═════ Records provided

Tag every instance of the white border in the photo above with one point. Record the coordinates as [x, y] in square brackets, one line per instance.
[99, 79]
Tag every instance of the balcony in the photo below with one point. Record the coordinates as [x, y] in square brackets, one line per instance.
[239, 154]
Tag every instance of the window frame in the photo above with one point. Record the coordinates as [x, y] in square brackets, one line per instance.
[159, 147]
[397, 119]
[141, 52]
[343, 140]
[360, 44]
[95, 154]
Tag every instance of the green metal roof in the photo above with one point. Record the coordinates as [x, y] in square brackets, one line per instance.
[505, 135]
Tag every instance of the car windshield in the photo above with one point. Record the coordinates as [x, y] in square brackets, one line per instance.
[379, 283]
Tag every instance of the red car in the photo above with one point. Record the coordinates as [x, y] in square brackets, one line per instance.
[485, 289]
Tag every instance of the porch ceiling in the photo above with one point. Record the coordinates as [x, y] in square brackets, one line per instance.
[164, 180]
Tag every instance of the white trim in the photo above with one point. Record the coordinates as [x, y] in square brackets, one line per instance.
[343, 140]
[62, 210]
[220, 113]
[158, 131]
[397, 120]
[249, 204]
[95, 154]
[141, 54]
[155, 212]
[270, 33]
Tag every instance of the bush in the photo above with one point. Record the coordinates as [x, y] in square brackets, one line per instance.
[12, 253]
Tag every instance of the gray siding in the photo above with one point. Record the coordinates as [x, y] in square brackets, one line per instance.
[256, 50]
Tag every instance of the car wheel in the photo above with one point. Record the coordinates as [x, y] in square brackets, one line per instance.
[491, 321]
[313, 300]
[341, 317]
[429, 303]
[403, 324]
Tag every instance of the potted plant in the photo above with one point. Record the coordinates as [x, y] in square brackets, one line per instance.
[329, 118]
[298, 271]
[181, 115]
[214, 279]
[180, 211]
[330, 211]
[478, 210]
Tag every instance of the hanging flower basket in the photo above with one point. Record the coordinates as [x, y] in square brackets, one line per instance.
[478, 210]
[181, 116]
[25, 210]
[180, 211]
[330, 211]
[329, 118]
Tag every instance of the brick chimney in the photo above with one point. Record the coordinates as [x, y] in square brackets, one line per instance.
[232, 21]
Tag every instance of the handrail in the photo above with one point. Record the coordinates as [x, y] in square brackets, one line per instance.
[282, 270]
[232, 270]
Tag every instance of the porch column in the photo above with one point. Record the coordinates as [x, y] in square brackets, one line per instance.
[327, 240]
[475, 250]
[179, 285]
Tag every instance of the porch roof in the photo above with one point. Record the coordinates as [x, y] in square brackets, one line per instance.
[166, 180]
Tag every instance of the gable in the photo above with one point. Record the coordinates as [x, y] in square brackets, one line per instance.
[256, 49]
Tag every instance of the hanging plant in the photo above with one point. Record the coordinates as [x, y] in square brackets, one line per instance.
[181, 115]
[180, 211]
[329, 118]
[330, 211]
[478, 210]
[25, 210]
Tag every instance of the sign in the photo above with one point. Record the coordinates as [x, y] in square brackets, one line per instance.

══════════

__Short exercise__
Put the stretch of the material above, from the line containing "Tag every instance of the gable" through its final line, into a numbered list, omitting any blank lines.

__The answer__
1. Tag every instance of the gable in the photo above with one point. Record the coordinates as [x, y] in square brackets, one line per instance.
2. [256, 49]
3. Tag every instance of the hanging plant in the photo above with one point. Record the coordinates as [x, y] in square brackets, one line per instance.
4. [181, 115]
5. [180, 211]
6. [329, 118]
7. [330, 211]
8. [478, 210]
9. [25, 210]
10. Tag every instance of the sign in the photo above with one point. Record the coordinates as [x, y] in square brackets, one line per instance.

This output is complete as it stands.